**Aim**: Write out every single entry exactly.

-- start of Task input --

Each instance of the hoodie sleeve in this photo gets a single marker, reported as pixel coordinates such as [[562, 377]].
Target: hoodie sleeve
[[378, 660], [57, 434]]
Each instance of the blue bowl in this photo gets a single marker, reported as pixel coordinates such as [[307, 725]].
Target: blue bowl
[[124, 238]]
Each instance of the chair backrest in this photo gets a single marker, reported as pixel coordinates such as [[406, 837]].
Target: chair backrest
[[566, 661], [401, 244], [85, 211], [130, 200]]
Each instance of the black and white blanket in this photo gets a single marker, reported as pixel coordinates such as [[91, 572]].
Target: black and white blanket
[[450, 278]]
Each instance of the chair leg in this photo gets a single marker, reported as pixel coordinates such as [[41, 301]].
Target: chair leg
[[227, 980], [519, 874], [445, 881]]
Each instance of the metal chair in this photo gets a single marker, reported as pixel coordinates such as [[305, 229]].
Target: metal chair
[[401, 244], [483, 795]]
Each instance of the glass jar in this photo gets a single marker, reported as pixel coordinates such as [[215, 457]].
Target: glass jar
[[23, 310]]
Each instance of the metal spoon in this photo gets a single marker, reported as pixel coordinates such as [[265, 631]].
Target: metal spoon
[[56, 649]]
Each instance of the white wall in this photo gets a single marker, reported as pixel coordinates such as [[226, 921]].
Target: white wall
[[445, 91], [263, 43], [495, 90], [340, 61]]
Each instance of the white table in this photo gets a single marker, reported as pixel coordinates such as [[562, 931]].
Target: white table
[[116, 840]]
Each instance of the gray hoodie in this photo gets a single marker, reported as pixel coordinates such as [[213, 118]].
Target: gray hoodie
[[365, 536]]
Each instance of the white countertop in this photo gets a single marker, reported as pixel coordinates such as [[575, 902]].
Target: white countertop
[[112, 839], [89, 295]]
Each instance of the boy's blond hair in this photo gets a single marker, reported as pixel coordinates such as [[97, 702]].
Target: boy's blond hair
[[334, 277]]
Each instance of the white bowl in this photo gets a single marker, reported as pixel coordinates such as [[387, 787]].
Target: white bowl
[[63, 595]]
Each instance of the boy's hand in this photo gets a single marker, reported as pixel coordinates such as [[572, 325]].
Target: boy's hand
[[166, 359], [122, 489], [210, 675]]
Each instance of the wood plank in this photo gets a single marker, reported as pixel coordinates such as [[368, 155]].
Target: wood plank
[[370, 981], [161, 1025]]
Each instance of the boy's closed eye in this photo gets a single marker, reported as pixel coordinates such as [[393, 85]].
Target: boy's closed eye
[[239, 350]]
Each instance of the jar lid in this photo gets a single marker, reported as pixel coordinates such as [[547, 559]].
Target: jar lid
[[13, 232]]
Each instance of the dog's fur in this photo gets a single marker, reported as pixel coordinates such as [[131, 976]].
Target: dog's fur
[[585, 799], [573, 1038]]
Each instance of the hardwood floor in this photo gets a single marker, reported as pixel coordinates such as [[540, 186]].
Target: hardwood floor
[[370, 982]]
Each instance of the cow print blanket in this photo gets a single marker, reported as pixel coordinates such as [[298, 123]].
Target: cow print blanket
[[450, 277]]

-- end of Task input --

**Expected answer**:
Each instance of the hoodie sleeve in this photo gets a single marker, reported as pixel coordinates such as [[562, 377]].
Target: hoodie sleeve
[[378, 660], [57, 434]]
Each instance of the blue bowl in this photo gets a single marker, reported as pixel coordinates such as [[307, 725]].
Target: blue bowl
[[124, 238]]
Each instance of the chair backrest in this photo gets a single marker, reported as pixel coordinates such as [[406, 837]].
Target: chair backrest
[[566, 661], [401, 244], [85, 211], [130, 200]]
Each instance of the black and white blanket in this photo gets a single marker, reported as pixel coordinates such as [[91, 572]].
Target: black and white blanket
[[450, 278]]
Each instance of the chair leg in this photo gets a single marker, reported as pixel coordinates such as [[41, 301]].
Target: chair leg
[[227, 980], [519, 874], [445, 881]]
Each instance of the metal chair in this photo gets a single marker, reported as pixel coordinates such as [[305, 229]].
Target: metal chair
[[401, 244], [483, 795]]
Each instance of the glass jar in this photo gets a single marker, reported as pixel coordinates such as [[215, 457]].
Target: glass jar
[[23, 310]]
Each instance of the metal spoon in this photo gets a single marker, reported as pixel coordinates such as [[265, 631]].
Target: metal spoon
[[56, 649]]
Each instance of the white wall in this photo gets a single marker, reported as pixel coordinates such as [[226, 921]].
Target: white wall
[[445, 91], [263, 43], [495, 90], [340, 61]]
Each instance of the white table in this photo gets a single marker, reported as pixel coordinates such as [[562, 931]].
Target: white table
[[116, 840]]
Each instance of the gray hoodie in this photo gets a single marker, reported as pixel coordinates such as [[213, 118]].
Target: gray hoodie
[[365, 536]]
Each instance of the white countertop in this photo gets a single marker, reported as pixel coordinates such as [[575, 902]].
Target: white countertop
[[112, 839], [89, 295]]
Each instance of the boy's blond hair in this photo gets a single marker, reported as pixel coordinates such as [[97, 702]].
Target: boy's blond hair
[[334, 277]]
Each instance of the white bowl in this photo gets a single marker, reported as pixel coordinates such as [[387, 787]].
Target: white bowl
[[63, 595]]
Each instance of the boy's hand in this photo gets a single marker, reported as pixel coordinates such as [[572, 325]].
Target: boy's hand
[[166, 359], [122, 489], [210, 675]]
Each instance of the wood plank in this photo gets a single marker, reported as pixel coordinates such as [[368, 155]].
Target: wood plank
[[370, 981], [161, 1025]]
Each instance of the boy's closed eye in this photo gets a single marker, reported as pixel coordinates such as [[393, 85]].
Target: boy's closed eye
[[239, 350]]
Each instance of the jar lid in this photo gets a single marker, reported as pixel coordinates such as [[547, 559]].
Target: jar lid
[[13, 232]]
Each instance of the dog's fur in this photo gets a single marker, reported as pixel coordinates such as [[131, 976]].
Target: dog's fur
[[585, 799], [573, 1038]]
Each instance of the hardwood floor in this photo gets a single marker, reported as pixel coordinates such as [[540, 186]].
Target: hardwood floor
[[370, 982]]
Each instance of the cow print blanket in this photo gets a single marker, reported as pixel coordinates such as [[298, 123]].
Target: cow print blanket
[[450, 277]]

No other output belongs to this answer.